— start Records shown —

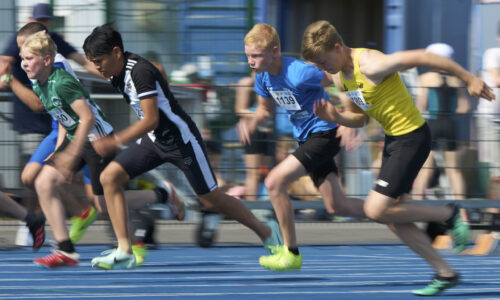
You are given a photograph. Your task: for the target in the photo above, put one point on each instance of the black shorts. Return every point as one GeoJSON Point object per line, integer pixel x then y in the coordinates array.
{"type": "Point", "coordinates": [444, 134]}
{"type": "Point", "coordinates": [95, 162]}
{"type": "Point", "coordinates": [402, 159]}
{"type": "Point", "coordinates": [316, 154]}
{"type": "Point", "coordinates": [262, 143]}
{"type": "Point", "coordinates": [191, 158]}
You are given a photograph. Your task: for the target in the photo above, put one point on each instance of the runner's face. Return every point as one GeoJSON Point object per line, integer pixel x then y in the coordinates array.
{"type": "Point", "coordinates": [259, 60]}
{"type": "Point", "coordinates": [108, 64]}
{"type": "Point", "coordinates": [33, 64]}
{"type": "Point", "coordinates": [327, 61]}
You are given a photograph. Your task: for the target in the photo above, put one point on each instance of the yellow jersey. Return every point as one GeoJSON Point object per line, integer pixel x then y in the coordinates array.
{"type": "Point", "coordinates": [389, 103]}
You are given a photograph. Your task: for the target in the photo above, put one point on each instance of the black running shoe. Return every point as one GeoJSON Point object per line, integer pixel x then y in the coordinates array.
{"type": "Point", "coordinates": [37, 230]}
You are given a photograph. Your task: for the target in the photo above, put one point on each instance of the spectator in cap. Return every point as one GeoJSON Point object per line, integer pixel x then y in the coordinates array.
{"type": "Point", "coordinates": [488, 120]}
{"type": "Point", "coordinates": [41, 11]}
{"type": "Point", "coordinates": [438, 100]}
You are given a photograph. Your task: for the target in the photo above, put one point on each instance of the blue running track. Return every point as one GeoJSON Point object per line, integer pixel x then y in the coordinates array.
{"type": "Point", "coordinates": [383, 271]}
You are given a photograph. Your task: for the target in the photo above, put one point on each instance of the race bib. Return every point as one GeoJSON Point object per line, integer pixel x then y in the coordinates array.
{"type": "Point", "coordinates": [138, 110]}
{"type": "Point", "coordinates": [285, 99]}
{"type": "Point", "coordinates": [357, 97]}
{"type": "Point", "coordinates": [63, 118]}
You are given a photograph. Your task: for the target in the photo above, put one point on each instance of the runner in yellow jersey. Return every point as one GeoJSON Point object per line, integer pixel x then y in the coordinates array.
{"type": "Point", "coordinates": [372, 88]}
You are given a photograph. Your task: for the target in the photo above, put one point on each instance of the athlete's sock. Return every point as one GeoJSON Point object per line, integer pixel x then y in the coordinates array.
{"type": "Point", "coordinates": [66, 246]}
{"type": "Point", "coordinates": [162, 195]}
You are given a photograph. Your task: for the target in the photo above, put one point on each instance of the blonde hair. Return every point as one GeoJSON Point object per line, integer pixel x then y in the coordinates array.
{"type": "Point", "coordinates": [40, 43]}
{"type": "Point", "coordinates": [319, 37]}
{"type": "Point", "coordinates": [263, 37]}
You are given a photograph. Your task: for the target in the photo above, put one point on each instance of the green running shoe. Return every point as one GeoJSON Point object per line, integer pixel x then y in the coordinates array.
{"type": "Point", "coordinates": [140, 251]}
{"type": "Point", "coordinates": [437, 285]}
{"type": "Point", "coordinates": [275, 238]}
{"type": "Point", "coordinates": [460, 231]}
{"type": "Point", "coordinates": [79, 224]}
{"type": "Point", "coordinates": [114, 259]}
{"type": "Point", "coordinates": [281, 260]}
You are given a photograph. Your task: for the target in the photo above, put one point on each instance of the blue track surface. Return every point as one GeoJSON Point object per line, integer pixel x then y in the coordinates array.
{"type": "Point", "coordinates": [232, 272]}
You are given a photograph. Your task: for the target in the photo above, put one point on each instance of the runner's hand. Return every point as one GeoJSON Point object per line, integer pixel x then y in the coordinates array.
{"type": "Point", "coordinates": [106, 145]}
{"type": "Point", "coordinates": [478, 88]}
{"type": "Point", "coordinates": [325, 110]}
{"type": "Point", "coordinates": [245, 128]}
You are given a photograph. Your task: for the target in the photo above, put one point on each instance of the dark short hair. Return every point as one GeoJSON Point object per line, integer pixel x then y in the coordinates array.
{"type": "Point", "coordinates": [102, 40]}
{"type": "Point", "coordinates": [31, 28]}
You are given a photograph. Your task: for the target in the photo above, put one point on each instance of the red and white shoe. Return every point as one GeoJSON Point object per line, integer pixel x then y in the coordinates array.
{"type": "Point", "coordinates": [58, 259]}
{"type": "Point", "coordinates": [174, 203]}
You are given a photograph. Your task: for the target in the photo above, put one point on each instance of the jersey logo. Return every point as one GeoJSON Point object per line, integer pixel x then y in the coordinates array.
{"type": "Point", "coordinates": [57, 102]}
{"type": "Point", "coordinates": [382, 183]}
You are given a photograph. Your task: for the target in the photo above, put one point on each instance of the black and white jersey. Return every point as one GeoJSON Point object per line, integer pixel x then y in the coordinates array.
{"type": "Point", "coordinates": [139, 80]}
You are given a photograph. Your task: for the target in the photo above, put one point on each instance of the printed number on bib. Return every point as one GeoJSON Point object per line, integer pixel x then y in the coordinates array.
{"type": "Point", "coordinates": [285, 99]}
{"type": "Point", "coordinates": [358, 99]}
{"type": "Point", "coordinates": [63, 118]}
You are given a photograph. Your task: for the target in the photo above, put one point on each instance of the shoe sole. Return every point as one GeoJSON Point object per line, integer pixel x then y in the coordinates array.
{"type": "Point", "coordinates": [178, 208]}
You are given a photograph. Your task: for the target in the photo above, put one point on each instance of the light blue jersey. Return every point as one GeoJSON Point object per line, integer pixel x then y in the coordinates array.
{"type": "Point", "coordinates": [296, 89]}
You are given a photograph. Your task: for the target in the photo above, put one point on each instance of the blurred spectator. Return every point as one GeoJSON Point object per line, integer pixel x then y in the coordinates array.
{"type": "Point", "coordinates": [438, 101]}
{"type": "Point", "coordinates": [259, 153]}
{"type": "Point", "coordinates": [488, 118]}
{"type": "Point", "coordinates": [154, 58]}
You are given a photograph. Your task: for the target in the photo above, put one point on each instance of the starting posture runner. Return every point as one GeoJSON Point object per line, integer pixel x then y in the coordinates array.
{"type": "Point", "coordinates": [294, 85]}
{"type": "Point", "coordinates": [65, 100]}
{"type": "Point", "coordinates": [166, 134]}
{"type": "Point", "coordinates": [373, 88]}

— end Records shown —

Reproduce only the lines running from the one that contains "of the light" to the last line of the records.

You are given a photograph. Your task: for the target in the photo above, put one point on each instance of the light blue jersey. Return every point as one GeoJSON Point object per line, integer pixel x then y in the coordinates array.
{"type": "Point", "coordinates": [296, 89]}
You are given a photograph. Your task: for the target in the photo above, put one point on each instance of the blurred spectator. Return every point as one GeoJSON Point object per line, integer pixel x then y in the coordinates array.
{"type": "Point", "coordinates": [438, 101]}
{"type": "Point", "coordinates": [259, 153]}
{"type": "Point", "coordinates": [488, 118]}
{"type": "Point", "coordinates": [154, 58]}
You are given a photograph. Your task: for the target in the photo above, put one point on each instance of the starting posture runner. Return every point as one GeoJSON Point object per line, integer pixel x then y in the coordinates array.
{"type": "Point", "coordinates": [294, 85]}
{"type": "Point", "coordinates": [65, 100]}
{"type": "Point", "coordinates": [166, 134]}
{"type": "Point", "coordinates": [373, 88]}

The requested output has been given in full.